### TEXT SEGMENT

A vaccine won't rescue oil markets anytime soon
A COVID-19 vaccine is "unlikely to ride to the rescue of the global oil market for some time," the International Energy Agency warned as they deepened their estimate of the pandemic's near-term effect on oil demand.
Why it matters: This morning's monthly oil market report is IEA's first analysis of where supply and demand is heading since Pfizer and BioNTech announced promising early results from its vaccine trials.
What they're saying: "[I]t is far too early to know how and when vaccines will allow normal life to resume. For now, our forecasts do not anticipate a significant impact in the first half of 2021," IEA said.
- "Vaccines are unlikely to significantly boost demand until well into next year," they said.
Threat level: Surging caseloads and new lockdowns led IEA to increase their estimate for how much oil demand will fall this year.
- IEA sees demand falling by 8.8 million barrels per day compared to 2019 levels, which is 400,000 barrels per day more than their prior monthly analysis (though revisions to past data also play a role).
What's next: Market watchers are looking to see whether OPEC+ will revisit plans to ease their joint supply curbs at the end of the year.
- "With a COVID-19 vaccine unlikely to ride to the rescue of the global oil market for some time, the combination of weaker demand and rising oil supply provides a difficult backdrop to the meeting of OPEC+ countries due to take place on 1 December," IEA said.
Where it stands: "Talks between OPEC and its allies are zeroing in on a delay to next year’s planned oil-output increase of three to six months, according to several delegates," Bloomberg reports.

### DATASET CONTENT
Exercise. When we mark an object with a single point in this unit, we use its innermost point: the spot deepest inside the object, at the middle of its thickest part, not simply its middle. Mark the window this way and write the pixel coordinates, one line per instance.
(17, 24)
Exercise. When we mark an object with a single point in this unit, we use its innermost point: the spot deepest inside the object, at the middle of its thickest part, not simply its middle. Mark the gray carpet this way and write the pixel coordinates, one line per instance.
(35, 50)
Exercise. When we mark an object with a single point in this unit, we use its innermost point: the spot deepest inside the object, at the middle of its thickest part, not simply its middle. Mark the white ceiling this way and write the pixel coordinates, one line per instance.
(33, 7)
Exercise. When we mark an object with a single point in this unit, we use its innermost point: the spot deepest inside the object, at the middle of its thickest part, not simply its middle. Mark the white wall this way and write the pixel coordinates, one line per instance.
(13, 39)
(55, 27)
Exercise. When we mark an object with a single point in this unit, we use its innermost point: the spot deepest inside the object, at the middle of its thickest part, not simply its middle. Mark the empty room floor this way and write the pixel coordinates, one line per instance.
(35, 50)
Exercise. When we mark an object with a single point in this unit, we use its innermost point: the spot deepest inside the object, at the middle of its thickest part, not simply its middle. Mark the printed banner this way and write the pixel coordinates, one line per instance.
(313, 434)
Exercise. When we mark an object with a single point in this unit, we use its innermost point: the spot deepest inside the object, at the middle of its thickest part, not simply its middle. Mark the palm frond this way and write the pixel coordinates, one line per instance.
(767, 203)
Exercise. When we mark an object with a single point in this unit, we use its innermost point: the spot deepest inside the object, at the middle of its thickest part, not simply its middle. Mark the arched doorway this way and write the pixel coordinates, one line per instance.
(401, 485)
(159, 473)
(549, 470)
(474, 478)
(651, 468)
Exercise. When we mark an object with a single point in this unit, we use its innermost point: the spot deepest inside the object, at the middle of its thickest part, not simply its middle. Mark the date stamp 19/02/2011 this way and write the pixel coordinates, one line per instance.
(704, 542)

### EXERCISES TO COMPLETE
1. Answer the following from the oil market article:
(a) By how many barrels per day does the IEA see oil demand falling this year compared to 2019 levels?
(b) On what date is the meeting of OPEC+ countries due to take place?
(c) Which companies announced promising early results from their vaccine trials?
2. Repeat the passage of the oil market article starting with "- IEA sees demand" and going on through "play a role).".

### RESPONSES IN ORDER
1.
(a) 8.8 million barrels per day
(b) 1 December
(c) Pfizer and BioNTech

2.
- IEA sees demand falling by 8.8 million barrels per day compared to 2019 levels, which is 400,000 barrels per day more than their prior monthly analysis (though revisions to past data also play a role).